» WHAT IS REQUIRED:
Pick out every line in the data below that contains the word "football" and copy each of those lines. The match is case-sensitive.
··········
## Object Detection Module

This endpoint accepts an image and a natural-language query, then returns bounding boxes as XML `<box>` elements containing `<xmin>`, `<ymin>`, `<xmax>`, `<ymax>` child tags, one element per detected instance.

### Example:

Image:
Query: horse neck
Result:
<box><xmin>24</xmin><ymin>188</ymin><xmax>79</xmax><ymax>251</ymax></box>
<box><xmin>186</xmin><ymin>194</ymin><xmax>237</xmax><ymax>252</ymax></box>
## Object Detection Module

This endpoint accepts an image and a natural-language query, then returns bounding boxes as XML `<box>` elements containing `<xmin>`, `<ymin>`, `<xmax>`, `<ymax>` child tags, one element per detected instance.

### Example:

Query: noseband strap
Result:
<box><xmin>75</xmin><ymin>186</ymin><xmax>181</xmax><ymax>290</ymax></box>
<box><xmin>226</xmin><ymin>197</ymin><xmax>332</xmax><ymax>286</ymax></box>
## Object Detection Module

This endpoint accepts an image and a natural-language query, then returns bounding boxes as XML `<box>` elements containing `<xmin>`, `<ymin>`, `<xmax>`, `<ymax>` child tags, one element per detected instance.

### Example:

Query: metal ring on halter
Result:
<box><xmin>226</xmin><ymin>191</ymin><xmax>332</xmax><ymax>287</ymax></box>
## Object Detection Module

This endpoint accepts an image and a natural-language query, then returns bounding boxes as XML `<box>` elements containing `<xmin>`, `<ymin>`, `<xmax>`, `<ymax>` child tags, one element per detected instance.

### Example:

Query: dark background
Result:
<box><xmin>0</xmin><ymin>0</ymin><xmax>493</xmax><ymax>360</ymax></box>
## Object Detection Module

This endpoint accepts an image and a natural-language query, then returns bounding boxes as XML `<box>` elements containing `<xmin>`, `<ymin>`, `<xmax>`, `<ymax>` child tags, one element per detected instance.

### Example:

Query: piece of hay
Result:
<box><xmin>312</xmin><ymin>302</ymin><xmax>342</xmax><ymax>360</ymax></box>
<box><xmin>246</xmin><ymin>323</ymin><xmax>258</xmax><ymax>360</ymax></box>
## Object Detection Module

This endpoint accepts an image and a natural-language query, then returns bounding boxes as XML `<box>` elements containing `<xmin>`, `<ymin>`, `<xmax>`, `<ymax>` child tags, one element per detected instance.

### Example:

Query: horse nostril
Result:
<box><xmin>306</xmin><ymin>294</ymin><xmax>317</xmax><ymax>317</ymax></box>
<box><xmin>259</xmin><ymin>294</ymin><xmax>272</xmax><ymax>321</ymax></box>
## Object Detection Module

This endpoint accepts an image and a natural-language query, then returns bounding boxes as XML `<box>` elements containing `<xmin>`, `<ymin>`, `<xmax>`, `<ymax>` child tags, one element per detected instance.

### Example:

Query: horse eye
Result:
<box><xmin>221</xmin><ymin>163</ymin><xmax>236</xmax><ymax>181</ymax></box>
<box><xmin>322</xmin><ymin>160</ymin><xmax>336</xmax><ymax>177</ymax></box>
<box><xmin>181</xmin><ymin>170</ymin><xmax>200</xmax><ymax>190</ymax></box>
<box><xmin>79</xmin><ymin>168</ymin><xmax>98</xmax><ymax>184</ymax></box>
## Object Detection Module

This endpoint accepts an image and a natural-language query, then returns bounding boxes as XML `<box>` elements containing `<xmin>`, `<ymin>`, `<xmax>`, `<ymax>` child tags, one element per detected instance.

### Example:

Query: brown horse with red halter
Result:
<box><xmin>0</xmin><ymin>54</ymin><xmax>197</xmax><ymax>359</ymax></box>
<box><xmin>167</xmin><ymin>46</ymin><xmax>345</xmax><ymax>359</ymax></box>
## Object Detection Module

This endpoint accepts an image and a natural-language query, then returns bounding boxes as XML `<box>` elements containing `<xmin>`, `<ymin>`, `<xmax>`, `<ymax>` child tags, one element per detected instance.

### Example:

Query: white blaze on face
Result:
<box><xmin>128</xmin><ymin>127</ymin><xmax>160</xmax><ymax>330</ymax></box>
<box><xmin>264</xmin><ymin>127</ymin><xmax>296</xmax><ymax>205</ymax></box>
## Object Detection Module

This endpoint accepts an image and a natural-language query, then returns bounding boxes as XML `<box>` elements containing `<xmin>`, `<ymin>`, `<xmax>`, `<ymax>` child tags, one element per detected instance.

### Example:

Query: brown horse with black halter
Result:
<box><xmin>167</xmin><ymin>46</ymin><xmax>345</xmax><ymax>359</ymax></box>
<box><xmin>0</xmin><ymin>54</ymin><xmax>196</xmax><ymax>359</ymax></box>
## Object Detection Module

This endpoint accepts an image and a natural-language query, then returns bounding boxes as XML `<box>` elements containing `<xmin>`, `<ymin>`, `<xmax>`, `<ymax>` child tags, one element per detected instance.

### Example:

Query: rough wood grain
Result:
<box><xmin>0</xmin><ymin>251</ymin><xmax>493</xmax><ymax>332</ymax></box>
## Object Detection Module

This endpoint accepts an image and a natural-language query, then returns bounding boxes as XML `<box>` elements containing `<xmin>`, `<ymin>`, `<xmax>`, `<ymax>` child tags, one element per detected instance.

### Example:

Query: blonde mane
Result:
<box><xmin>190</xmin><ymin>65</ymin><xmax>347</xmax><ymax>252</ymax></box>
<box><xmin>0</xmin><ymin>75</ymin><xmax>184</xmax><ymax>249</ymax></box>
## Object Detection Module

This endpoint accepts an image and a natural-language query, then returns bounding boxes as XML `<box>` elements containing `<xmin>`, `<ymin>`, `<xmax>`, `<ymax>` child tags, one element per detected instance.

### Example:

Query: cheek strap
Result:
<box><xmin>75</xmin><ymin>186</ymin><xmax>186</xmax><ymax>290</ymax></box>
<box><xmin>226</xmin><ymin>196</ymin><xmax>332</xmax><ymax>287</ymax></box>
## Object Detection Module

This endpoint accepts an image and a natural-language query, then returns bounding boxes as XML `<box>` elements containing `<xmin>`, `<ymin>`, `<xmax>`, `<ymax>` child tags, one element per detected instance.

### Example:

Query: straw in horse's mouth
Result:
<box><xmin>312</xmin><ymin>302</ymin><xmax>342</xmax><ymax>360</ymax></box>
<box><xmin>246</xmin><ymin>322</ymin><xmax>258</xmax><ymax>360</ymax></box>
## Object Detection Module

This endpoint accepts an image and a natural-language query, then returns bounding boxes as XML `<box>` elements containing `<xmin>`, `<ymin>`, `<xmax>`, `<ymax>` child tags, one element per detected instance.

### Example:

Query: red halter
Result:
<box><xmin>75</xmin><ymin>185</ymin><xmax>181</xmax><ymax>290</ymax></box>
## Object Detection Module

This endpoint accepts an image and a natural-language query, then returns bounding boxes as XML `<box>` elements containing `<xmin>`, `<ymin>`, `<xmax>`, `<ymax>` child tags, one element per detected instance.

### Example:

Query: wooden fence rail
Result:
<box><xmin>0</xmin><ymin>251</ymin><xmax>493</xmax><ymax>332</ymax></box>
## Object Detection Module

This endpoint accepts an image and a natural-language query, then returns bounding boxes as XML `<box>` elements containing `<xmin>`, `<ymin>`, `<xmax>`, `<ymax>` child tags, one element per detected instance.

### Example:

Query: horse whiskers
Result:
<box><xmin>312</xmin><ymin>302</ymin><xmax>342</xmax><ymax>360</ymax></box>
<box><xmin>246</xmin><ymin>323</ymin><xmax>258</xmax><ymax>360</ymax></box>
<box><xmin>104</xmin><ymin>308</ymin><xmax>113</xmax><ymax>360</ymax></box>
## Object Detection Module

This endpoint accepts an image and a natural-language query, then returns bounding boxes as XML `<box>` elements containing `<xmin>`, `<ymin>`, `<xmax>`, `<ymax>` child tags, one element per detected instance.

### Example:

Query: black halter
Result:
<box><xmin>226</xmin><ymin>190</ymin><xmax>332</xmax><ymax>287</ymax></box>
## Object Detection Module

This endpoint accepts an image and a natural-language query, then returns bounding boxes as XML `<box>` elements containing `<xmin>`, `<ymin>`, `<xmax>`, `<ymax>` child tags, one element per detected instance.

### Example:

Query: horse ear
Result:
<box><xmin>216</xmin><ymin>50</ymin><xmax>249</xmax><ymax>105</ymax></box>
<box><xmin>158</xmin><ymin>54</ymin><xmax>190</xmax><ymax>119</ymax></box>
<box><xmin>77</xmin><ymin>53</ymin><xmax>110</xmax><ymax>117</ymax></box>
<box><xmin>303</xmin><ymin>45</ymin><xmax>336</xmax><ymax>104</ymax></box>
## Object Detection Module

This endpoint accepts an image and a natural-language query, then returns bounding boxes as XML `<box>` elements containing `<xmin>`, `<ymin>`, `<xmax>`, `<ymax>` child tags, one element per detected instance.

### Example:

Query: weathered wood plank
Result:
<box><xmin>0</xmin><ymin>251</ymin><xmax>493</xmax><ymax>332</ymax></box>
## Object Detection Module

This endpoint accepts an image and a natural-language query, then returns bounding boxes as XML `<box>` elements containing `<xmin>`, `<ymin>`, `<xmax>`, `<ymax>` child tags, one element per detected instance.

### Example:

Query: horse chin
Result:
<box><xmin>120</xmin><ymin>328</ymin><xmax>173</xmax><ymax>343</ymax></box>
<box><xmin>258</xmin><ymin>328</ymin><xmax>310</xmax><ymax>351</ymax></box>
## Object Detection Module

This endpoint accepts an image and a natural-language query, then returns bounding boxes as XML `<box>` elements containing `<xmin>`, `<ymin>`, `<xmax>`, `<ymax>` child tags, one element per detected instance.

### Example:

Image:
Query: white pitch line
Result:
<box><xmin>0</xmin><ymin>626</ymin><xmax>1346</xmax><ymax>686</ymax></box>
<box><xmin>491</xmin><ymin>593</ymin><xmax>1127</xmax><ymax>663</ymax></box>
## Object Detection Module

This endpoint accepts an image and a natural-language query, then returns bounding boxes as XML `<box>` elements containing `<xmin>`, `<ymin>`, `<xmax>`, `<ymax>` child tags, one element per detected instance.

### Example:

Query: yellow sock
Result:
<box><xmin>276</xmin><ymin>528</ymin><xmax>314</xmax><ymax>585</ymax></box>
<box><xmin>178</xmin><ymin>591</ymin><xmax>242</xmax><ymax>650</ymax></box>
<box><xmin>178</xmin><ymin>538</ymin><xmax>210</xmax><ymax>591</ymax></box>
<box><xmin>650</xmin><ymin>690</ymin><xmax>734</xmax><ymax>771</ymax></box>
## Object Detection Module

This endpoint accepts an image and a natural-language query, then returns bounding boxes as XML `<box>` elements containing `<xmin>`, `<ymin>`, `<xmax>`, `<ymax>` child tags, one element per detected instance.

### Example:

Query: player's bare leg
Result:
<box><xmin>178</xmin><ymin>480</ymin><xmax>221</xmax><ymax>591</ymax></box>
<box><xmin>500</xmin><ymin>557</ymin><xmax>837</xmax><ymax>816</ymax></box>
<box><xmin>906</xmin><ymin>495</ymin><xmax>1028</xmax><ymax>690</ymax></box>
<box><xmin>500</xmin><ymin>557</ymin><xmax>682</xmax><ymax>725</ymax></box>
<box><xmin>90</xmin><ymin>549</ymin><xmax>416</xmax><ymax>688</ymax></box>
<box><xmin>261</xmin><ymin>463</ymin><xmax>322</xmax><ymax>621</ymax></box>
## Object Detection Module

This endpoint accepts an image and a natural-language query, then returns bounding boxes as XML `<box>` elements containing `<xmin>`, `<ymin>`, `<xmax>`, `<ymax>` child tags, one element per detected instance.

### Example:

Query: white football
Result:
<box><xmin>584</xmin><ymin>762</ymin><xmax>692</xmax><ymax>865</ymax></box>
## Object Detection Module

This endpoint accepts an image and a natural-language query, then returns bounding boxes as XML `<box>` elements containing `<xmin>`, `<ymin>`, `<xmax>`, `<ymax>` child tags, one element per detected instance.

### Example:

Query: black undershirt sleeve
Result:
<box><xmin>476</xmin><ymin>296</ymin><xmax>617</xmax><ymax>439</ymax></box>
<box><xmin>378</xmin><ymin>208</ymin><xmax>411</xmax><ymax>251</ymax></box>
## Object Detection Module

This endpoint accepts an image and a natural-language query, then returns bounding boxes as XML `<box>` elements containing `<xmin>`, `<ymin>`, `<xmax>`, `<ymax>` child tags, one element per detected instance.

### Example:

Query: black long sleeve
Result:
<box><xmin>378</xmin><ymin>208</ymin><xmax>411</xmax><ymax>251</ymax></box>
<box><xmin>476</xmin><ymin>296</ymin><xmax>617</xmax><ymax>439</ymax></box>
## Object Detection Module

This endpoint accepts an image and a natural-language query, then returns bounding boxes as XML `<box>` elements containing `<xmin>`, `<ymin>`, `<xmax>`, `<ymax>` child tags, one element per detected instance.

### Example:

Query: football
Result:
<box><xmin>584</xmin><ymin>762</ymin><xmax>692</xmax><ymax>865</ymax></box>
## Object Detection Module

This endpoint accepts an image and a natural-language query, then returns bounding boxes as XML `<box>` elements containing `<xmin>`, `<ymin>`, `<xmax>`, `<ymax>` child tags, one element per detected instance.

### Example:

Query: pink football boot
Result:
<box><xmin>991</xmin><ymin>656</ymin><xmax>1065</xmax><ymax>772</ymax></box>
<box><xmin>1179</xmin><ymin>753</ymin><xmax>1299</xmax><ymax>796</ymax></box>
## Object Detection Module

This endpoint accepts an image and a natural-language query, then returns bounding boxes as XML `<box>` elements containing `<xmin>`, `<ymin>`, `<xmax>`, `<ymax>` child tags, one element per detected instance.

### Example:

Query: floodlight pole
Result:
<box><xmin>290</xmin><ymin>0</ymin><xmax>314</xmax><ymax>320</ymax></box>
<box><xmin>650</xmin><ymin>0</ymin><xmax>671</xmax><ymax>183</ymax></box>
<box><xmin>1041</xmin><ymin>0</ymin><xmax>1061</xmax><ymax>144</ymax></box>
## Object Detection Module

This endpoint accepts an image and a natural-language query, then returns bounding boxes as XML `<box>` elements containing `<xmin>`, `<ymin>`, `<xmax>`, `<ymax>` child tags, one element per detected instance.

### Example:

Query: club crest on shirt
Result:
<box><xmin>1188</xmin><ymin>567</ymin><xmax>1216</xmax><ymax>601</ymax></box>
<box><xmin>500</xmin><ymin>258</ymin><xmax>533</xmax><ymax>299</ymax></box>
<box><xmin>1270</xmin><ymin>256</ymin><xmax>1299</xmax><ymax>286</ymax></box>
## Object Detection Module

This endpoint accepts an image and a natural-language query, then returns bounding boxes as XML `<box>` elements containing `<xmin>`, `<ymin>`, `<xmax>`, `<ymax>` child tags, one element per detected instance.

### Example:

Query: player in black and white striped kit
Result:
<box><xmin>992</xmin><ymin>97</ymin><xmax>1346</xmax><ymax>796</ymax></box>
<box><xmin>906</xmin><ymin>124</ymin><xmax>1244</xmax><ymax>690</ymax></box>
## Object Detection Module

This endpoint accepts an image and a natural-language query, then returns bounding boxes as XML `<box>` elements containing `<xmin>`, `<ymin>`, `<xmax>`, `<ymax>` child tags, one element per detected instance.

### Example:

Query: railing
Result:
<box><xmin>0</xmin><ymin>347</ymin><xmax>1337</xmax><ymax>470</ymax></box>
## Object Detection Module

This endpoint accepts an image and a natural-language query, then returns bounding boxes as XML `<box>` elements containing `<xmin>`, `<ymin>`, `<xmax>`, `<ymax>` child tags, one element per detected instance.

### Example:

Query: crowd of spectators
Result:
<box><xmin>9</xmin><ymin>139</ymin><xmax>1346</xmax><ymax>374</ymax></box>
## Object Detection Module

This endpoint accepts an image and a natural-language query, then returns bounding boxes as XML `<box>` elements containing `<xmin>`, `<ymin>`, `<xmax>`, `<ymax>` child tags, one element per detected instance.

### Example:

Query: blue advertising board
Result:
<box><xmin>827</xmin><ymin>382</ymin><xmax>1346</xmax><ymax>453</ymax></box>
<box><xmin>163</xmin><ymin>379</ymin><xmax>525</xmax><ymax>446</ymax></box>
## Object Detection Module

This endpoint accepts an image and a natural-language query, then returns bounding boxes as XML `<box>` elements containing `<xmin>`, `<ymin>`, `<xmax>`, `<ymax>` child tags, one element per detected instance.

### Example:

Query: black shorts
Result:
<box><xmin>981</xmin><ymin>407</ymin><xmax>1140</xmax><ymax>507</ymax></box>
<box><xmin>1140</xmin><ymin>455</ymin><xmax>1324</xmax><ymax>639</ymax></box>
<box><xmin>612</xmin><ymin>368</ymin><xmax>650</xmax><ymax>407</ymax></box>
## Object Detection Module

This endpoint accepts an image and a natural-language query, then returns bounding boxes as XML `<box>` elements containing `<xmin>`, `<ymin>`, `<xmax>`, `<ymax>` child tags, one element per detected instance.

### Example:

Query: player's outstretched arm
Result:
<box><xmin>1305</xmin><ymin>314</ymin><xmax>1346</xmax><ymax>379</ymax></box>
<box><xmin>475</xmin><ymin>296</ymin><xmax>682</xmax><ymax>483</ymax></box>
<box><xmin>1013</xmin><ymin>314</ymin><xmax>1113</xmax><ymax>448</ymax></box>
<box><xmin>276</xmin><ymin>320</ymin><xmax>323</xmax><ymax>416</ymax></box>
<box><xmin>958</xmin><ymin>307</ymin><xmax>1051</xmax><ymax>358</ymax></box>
··········
» WRITTEN ANSWER:
Query: white football
Query: football
Query: pink football boot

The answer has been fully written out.